▶ ARBEITSAUFTRAG 1: Erklären Sie anhand des Textauszugs in ein bis drei Sätzen, weshalb sich die Lasertechnik laut Kienberger in Richtung ultravioletter und extrem ultravioletter Laser entwickelt.
▶ ARBEITSAUFTRAG 2: Schreiben Sie aus dem Textauszug den Abschnitt wörtlich ab, der mit den Worten „Kienberger: Wir machen das“ beginnt und mit „im Rauschen unter.“ endet.

▶ TEXTAUSZUG:
---

Kienberger: Das kann man eben noch nicht sagen. Man darf als Grundlagenforscher aber nichts ausschließen und nicht von der reinen Anwendungsfrage getrieben sein. Deutschland ist in der Grundlagenforschung sehr stark, im Gegensatz z. B. zu Japan, wo die angewandte Forschung im Vordergrund steht. Natürlich hat man Ideen für Anwendungen im Hinterkopf. Beispiele sind die Optimierung von Fotovoltaik, oder die Umwandlung von Sonnenenergie in speicherbare Medien, woran hier in Garching das Cluster e-conversion forscht. Chemische Energiespeicherung kann um einen Faktor von ca. 40 effizienter sein als elektronische Speicherung wie in (Lithium-Ionen) Akkus, da gibt es ein riesiges Potenzial. Wir versuchen, bei fotokatalytischen Prozessen die Effizienz zu verbessern, indem wir uns diesen Prozess in hoher zeitlicher Auflösung anschauen um zu lernen, wie er tatsächlich funktioniert. Ein weiteres Thema ist die Supraleitung.

TiB: Untersuchen Sie auch Moleküle in lebenden Substanzen, um medizinische Fragestellungen abzuklären?

Kienberger: Wir machen das nicht. Was Sie ansprechen, sind Arbeitsgruppen, die hauptsächlich spektroskopisch arbeiten, nicht zeitaufgelöst. Man könnte natürlich solche Experimente mit unseren Methoden durchführen, wenn man in das sog. Wasserfenster kommt. Das ist der Spektralbereich, wo Kohlenstoff absorbiert und Wasser transparent ist. Aber man ist noch nicht soweit. Mit der geschilderten Methode wurden schon sehr hochenergetische Photonen erzeugt, aber leider mit so geringem Fluss, dass man praktisch keine Experimente machen kann. Die Signale gehen noch im Rauschen unter.

TiB: Lasertechnik hat heute ein großes Feld von Einsatzgebieten. Wo sehen Sie die wichtigsten Zukunftsthemen dafür?

Kienberger: Man muss zwei Bereiche unterscheiden. Der eine ist die industrielle Anwendung und der andere die Forschungsanwendung, die ja lediglich eine Nische ist. Der große Markt ist die industrielle Anwendung mit schneiden, schweißen, bohren, markieren etc. Wichtige Anwendungen gibt es ganz aktuell bei der Fertigung von Batterien und Elektromotoren. Und ein tolles Gebiet ist die Mikrobearbeitung, also das Herstellen kleiner Strukturen in der Lithografie und bei der Oberflächenbehandlung, wo der Laser konventionellen Werkzeugen überlegen ist. Ausschlaggebend ist die Wellenlänge, je kürzer, desto kleinere Strukturen können bearbeitet werden. Und daher gibt es auch hier die Entwicklung in Richtung ultraviolette und extrem ultraviolette Laser. Ein aufkommendes Thema ist die Kombination von Lasern mit konventionellen Methoden, z. B der Röntgendiagnostik. Zu diesem Thema ist sogar kürzlich eine Professur an der TU München geschaffen worden.

TiB: Wie sehen Sie die Laserforschung sowie deren Umsetzung in marktreife Produkte in Deutschland?

---

▶ DATENAUSZUG:
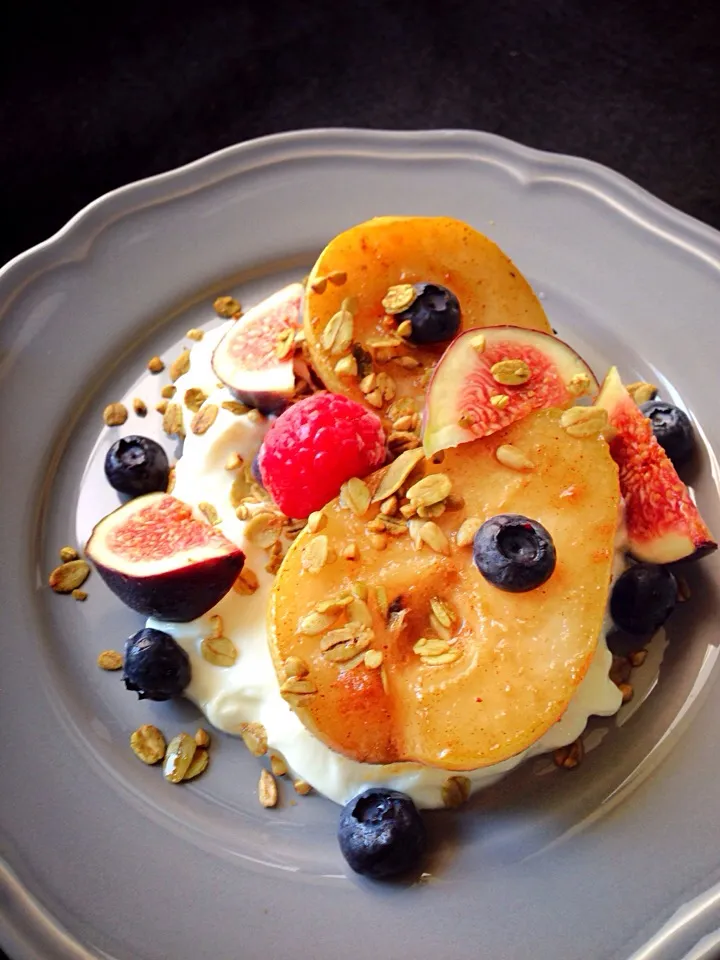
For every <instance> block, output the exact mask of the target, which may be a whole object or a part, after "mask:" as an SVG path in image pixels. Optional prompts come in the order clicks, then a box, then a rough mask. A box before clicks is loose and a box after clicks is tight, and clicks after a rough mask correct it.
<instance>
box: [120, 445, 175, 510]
mask: <svg viewBox="0 0 720 960" xmlns="http://www.w3.org/2000/svg"><path fill="white" fill-rule="evenodd" d="M169 471H170V465H169V464H168V459H167V454H166V453H165V451H164V450H163V448H162V447H161V446H160V444H159V443H156V442H155V441H154V440H151V439H150V437H121V439H120V440H116V441H115V443H114V444H113V445H112V446H111V447H110V449H109V450H108V452H107V455H106V457H105V476H106V477H107V479H108V483H109V484H110V486H111V487H113V488H114V489H115V490H117V491H118V492H119V493H126V494H128V495H129V496H131V497H140V496H142V495H143V494H144V493H157V492H159V491H162V490H166V489H167V481H168V474H169Z"/></svg>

---

▶ LÖSUNG 1: Bei der Mikrobearbeitung ist die Wellenlänge ausschlaggebend: Je kürzer sie ist, desto kleinere Strukturen lassen sich bearbeiten. Daher geht die Entwicklung zu ultravioletten und extrem ultravioletten Lasern.

▶ LÖSUNG 2:
Kienberger: Wir machen das nicht. Was Sie ansprechen, sind Arbeitsgruppen, die hauptsächlich spektroskopisch arbeiten, nicht zeitaufgelöst. Man könnte natürlich solche Experimente mit unseren Methoden durchführen, wenn man in das sog. Wasserfenster kommt. Das ist der Spektralbereich, wo Kohlenstoff absorbiert und Wasser transparent ist. Aber man ist noch nicht soweit. Mit der geschilderten Methode wurden schon sehr hochenergetische Photonen erzeugt, aber leider mit so geringem Fluss, dass man praktisch keine Experimente machen kann. Die Signale gehen noch im Rauschen unter.